[Excerpts of pointing data]
========================================================================
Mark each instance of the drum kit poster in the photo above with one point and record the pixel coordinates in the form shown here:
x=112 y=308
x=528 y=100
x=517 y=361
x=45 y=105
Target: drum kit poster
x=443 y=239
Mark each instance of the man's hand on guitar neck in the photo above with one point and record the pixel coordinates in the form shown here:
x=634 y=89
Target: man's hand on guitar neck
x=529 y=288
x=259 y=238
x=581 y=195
========================================================================
**WHAT THE TASK REQUIRES:**
Output each item above with its lines unchanged.

**REPLY:**
Mark each instance of the drum kit poster in the photo above with one point and record the pixel coordinates in the form shown here:
x=112 y=308
x=528 y=100
x=517 y=361
x=45 y=105
Target: drum kit poster
x=443 y=239
Mark each instance of the man's hand on guitar neck in the photo above with one point and record the pixel coordinates in the form shown here:
x=634 y=89
Target: man's hand on guitar neck
x=529 y=288
x=259 y=238
x=581 y=195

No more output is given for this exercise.